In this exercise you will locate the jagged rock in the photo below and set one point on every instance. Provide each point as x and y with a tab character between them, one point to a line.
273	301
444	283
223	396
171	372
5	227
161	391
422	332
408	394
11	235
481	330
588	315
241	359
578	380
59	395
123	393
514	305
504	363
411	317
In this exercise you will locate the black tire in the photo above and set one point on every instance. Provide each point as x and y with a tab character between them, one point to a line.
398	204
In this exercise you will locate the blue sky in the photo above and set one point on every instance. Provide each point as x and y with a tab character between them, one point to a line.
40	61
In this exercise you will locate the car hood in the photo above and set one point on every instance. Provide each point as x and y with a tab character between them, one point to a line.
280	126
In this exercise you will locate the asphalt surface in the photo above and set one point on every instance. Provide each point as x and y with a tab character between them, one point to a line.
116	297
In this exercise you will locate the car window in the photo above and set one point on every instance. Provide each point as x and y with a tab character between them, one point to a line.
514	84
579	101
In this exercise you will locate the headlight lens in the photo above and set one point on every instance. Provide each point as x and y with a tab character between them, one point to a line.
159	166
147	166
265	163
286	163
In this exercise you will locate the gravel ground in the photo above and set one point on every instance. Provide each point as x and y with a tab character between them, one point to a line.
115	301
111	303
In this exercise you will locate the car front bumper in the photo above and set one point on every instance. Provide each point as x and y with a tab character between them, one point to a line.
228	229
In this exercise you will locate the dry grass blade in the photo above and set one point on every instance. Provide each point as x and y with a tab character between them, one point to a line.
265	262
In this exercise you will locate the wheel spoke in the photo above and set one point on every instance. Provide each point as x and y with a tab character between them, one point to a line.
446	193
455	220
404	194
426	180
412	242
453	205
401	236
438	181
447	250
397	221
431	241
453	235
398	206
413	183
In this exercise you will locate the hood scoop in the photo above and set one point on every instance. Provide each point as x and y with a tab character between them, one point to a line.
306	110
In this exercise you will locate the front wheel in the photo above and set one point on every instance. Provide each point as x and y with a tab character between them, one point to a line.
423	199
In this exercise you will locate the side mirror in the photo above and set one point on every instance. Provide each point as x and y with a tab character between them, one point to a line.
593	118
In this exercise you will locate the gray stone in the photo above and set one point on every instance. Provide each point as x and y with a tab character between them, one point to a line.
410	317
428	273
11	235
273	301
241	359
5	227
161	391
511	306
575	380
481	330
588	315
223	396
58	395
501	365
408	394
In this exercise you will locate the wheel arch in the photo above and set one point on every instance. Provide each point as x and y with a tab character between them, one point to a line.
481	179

---------------

Output all of the material above as a two-column CSV with the columns text and answer. Give each text its own row beside its answer, wrap every field in double quotes, and replace any line breaks with spaces.

text,answer
"In this exercise you will locate the jagged rock in the photo below and set one point on every instance. Provide each point as x and y with a tab character between them, one point to a line.","273	301 444	283 223	396 171	372 5	227 161	391 422	332 408	394 11	235 481	330 588	315 241	359 578	380 59	395 123	393 514	305 504	363 411	317"
"In this exercise you will locate the black tire in the photo above and set one point on every instance. Provide each point as x and y with a tab character between them, one point to a line.","398	204"
"In this exercise you will locate the blue sky in the photo above and set one point on every instance. Provide each point as x and y with a tab character between them, one point to a line.","40	61"
"In this exercise you will locate the car hood in the photo above and set one point on every instance. Provide each point as x and y with a tab character between them, one point to a line.","280	126"
"In this exercise you will locate the asphalt surface in the photo above and set one point on every instance. Provide each point as x and y with a tab character between them, one point to a line.","116	297"
"In this exercise you will locate the car window in the photo above and set one point on every instance. Provide each point as x and y with a tab character between them, one point to a line.","514	84 579	101"
"In this exercise you will locate the headlight lens in the photo above and set one point on every instance. Provide each point as x and y with a tab character between them, one point to a line.","159	166 147	166 265	163 286	163"
"In this exercise you will locate the gravel ground in the photo above and set one point on every instance. Provide each point as x and y with a tab character between them, one point to a line.","115	301 111	303"
"In this exercise you will locate the car front bumper in the photo above and set one point on every instance. Provide each point as x and y with a tab character between them, one point to a line.","228	229"
"In this exercise you will locate the dry grass blade in the photo above and set one point on every instance. Provide each point as x and y with a tab character between them, one point to a line.","265	262"
"In this exercise you will locate the wheel spoke in the photo above and set one point on every instance. Provide each point as x and y with a tab character between them, one point to a line.","446	193 455	220 404	194 426	180 412	242 453	205 401	236 438	181 447	250 397	221 431	241 453	235 398	206 413	183"
"In this exercise you will locate the hood scoop in the photo above and set one point on every instance. Provide each point as x and y with a tab character between them, one point to a line.","306	110"
"In this exercise you will locate the front wheel in the photo above and set one point on every instance. Provide each point as x and y with a tab character between them, one point to a line.","423	199"
"In this exercise you will locate the side mirror in the photo above and set one point on every instance. Provide each point as x and y with a tab character between them, one point to a line.","593	118"
"In this exercise you will locate the gray stone in the photo above and set one point on every instance. Provide each point as x and y with a tab character between them, one point to a line.","410	317 428	273 11	235 273	301 241	359 5	227 161	391 511	306 575	380 481	330 588	315 223	396 58	395 501	365 408	394"
"In this exercise you will locate the wheel arch in the photo above and set one point on every instance. Provide each point as x and y with a tab character between them, one point to a line.","481	179"